Entries on finding named things
************
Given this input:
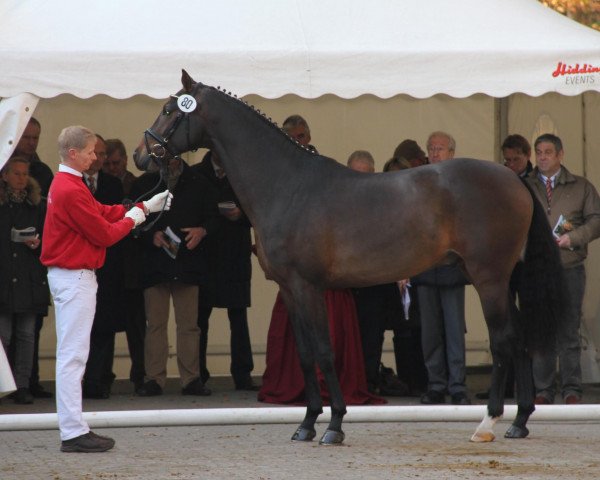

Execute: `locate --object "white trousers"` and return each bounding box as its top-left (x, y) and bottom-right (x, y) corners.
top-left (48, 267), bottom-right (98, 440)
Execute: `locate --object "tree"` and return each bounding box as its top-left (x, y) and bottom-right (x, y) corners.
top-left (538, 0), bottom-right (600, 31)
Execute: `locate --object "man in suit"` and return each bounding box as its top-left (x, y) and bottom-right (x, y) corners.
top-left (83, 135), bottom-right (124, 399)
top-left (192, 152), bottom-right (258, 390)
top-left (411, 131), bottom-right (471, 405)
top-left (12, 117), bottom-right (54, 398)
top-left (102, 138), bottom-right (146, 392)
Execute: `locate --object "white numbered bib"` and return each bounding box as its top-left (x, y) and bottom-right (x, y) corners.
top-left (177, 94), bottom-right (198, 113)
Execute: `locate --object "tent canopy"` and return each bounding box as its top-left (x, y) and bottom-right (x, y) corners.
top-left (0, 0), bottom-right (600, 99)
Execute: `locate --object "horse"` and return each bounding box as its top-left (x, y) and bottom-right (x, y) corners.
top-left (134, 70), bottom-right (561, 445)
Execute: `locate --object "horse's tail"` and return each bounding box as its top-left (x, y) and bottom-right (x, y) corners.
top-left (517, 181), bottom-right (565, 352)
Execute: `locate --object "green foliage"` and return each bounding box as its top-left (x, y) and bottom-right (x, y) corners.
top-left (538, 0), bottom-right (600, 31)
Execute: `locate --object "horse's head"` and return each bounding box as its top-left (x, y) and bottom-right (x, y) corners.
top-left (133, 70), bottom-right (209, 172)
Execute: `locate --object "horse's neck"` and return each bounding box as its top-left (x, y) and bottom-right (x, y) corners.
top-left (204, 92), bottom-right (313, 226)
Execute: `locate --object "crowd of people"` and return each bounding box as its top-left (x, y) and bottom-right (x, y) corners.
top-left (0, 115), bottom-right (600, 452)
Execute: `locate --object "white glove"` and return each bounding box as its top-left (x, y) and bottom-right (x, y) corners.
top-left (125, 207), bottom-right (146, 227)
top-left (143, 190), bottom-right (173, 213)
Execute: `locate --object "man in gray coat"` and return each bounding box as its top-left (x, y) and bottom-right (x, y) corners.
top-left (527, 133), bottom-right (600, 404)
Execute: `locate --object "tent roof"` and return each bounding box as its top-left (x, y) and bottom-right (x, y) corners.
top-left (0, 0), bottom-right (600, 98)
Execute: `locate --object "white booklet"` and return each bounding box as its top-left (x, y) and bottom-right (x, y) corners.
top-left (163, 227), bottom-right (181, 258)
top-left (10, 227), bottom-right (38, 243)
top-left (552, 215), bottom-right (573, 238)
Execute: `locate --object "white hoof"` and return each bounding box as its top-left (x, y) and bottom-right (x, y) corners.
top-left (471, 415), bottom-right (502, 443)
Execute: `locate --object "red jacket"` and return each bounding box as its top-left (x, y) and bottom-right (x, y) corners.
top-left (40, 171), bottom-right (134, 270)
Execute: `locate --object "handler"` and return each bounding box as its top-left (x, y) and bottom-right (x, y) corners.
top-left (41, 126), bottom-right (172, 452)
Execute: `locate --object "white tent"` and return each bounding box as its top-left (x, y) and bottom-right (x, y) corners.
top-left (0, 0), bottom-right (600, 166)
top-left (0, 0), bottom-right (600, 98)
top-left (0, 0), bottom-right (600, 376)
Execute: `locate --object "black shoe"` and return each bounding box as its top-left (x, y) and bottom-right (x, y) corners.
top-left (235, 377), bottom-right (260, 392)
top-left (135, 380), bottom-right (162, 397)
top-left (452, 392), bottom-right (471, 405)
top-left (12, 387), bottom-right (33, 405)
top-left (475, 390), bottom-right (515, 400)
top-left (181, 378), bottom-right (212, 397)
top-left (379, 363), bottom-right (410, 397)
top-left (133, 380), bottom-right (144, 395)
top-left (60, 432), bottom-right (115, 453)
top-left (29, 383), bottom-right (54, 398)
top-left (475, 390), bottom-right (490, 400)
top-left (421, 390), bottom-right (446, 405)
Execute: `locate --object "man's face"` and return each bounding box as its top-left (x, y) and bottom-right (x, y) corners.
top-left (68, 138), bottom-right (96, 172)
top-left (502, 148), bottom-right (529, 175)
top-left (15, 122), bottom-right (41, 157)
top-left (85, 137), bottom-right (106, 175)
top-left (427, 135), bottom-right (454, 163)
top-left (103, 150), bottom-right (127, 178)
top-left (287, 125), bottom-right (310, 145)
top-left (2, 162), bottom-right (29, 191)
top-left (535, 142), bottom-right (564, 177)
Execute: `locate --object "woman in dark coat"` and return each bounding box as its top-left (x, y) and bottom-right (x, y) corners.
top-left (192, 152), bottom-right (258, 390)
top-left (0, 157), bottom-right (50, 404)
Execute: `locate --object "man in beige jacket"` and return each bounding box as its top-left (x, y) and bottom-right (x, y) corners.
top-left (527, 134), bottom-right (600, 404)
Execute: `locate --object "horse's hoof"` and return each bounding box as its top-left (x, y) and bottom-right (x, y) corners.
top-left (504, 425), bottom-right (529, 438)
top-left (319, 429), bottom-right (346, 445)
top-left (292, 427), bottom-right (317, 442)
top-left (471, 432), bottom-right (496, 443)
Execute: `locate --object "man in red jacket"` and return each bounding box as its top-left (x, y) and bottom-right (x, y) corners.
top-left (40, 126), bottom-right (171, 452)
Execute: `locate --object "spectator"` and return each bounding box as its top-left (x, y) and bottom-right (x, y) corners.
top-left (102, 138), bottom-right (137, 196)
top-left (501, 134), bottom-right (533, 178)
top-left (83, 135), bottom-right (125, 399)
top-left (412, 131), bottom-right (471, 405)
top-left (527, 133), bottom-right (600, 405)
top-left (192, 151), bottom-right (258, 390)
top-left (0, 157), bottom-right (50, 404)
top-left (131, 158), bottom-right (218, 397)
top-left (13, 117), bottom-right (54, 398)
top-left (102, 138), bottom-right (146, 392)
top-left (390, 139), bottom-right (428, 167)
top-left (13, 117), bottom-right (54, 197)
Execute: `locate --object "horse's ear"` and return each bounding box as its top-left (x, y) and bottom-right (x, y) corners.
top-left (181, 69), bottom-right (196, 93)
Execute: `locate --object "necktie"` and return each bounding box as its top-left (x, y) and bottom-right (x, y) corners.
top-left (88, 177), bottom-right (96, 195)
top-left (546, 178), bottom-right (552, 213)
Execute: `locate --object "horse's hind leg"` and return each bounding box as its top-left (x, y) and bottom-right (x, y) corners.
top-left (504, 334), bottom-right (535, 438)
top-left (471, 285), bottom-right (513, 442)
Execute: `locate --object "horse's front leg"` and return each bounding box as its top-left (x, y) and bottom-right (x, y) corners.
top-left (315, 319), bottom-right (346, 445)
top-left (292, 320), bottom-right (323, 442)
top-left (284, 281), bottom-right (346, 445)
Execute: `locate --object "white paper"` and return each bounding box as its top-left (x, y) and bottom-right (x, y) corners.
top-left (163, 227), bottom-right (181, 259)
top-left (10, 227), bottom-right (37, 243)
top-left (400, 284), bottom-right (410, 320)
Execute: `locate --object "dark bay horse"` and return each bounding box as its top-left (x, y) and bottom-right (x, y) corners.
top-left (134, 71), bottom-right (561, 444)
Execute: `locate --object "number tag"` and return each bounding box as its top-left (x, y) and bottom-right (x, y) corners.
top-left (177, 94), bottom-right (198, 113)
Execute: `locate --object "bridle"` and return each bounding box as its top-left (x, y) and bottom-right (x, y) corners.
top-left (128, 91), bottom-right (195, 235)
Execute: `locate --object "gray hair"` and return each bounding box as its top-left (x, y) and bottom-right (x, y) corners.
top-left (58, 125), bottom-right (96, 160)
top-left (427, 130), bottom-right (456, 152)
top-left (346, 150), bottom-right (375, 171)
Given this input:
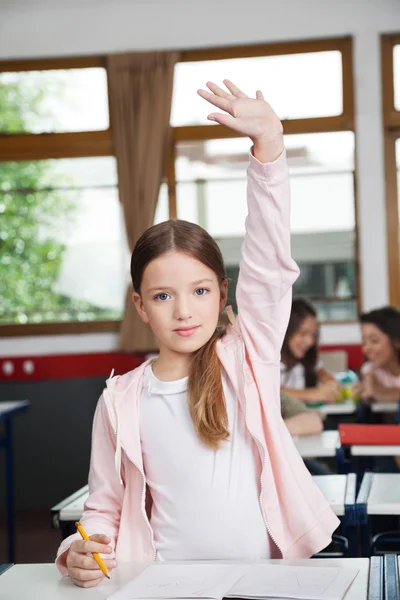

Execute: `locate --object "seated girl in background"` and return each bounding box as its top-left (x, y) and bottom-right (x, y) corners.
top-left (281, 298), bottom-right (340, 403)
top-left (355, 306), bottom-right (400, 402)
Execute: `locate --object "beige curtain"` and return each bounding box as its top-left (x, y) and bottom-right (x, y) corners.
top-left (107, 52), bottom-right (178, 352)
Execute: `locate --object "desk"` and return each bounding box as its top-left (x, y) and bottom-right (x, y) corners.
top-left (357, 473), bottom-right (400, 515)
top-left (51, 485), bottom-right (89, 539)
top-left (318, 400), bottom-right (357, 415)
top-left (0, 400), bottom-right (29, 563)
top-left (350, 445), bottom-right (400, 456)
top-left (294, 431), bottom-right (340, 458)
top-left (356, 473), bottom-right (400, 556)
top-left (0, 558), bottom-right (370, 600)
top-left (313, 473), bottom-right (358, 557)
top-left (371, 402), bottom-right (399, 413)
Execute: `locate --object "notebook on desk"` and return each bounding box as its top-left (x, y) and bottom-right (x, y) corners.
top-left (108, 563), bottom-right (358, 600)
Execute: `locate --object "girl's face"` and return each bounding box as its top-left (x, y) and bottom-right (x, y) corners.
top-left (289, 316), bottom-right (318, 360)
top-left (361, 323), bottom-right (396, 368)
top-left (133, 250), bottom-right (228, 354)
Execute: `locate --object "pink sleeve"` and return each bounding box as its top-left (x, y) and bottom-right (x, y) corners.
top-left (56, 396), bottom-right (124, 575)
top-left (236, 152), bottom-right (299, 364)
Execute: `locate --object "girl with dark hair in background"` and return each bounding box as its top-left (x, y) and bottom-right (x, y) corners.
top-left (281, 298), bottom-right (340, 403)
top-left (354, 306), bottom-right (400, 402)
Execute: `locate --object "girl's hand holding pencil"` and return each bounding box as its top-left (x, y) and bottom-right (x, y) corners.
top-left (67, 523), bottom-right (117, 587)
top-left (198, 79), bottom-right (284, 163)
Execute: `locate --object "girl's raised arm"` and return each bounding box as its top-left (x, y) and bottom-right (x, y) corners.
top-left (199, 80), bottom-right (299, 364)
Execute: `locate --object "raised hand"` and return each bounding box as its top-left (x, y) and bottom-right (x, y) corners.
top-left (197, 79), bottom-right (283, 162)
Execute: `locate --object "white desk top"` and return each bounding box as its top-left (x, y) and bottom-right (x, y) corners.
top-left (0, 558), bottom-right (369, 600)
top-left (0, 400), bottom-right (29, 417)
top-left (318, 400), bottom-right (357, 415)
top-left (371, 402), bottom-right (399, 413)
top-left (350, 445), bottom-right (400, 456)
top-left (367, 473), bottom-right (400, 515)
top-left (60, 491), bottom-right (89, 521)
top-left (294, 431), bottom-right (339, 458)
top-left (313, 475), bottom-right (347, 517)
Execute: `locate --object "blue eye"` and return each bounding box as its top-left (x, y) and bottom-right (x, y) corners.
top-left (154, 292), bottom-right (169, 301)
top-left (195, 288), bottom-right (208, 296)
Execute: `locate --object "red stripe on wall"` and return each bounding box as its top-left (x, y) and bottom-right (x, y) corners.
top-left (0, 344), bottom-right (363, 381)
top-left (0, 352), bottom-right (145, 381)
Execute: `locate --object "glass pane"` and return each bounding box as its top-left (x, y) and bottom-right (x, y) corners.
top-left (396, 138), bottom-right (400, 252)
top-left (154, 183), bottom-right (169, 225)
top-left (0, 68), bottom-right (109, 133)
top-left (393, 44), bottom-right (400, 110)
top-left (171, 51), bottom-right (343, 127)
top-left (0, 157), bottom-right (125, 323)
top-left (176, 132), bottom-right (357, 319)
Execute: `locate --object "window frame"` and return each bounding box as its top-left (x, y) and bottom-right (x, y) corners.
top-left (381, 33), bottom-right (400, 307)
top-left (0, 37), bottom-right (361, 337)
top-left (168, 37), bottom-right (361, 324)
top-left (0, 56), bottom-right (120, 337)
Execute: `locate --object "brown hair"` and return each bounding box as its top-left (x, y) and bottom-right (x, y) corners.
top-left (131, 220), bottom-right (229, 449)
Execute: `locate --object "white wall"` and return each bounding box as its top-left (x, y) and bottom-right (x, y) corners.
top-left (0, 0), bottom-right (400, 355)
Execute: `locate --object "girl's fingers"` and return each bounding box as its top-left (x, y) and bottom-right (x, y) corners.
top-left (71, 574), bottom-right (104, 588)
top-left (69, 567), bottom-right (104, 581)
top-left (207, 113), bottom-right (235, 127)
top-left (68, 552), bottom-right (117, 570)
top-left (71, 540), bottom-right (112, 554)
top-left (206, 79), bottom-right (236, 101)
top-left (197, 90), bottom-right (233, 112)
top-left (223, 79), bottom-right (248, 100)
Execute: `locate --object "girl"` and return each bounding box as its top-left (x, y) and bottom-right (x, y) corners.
************
> Short problem: Print again, line for line, the stretch of the records from the start through the line containing "top-left (517, 181), bottom-right (565, 352)", with both ends included. Omit the pictures from your answer.

> Answer to this problem:
Given this input:

Execute: `locate --object "white trousers"` and return each bounding box as its top-left (x, y) and bottom-right (x, y) corners.
top-left (48, 267), bottom-right (98, 440)
Execute: `locate --object "tree"` and return each bounding box as its top-left (x, y) and bottom-right (x, y) corners.
top-left (538, 0), bottom-right (600, 31)
Execute: `locate --object "man in suit"` and return each bounding box as its top-left (x, y) and bottom-right (x, y) corners.
top-left (83, 135), bottom-right (124, 399)
top-left (192, 152), bottom-right (258, 390)
top-left (411, 131), bottom-right (471, 405)
top-left (12, 117), bottom-right (54, 398)
top-left (102, 138), bottom-right (146, 392)
Execute: `locate --object "white numbered bib"` and return each bounding box as its top-left (x, y) and bottom-right (x, y) corners.
top-left (177, 94), bottom-right (198, 113)
Execute: `locate --object "tent canopy"` and return each bounding box as its top-left (x, y) and bottom-right (x, y) corners.
top-left (0, 0), bottom-right (600, 99)
Execute: `locate --object "horse"` and return each bounding box as its top-left (x, y) and bottom-right (x, y) corners.
top-left (134, 70), bottom-right (561, 445)
Execute: `locate --object "horse's tail"` and return each bounding box as its top-left (x, y) and bottom-right (x, y) corners.
top-left (517, 181), bottom-right (565, 352)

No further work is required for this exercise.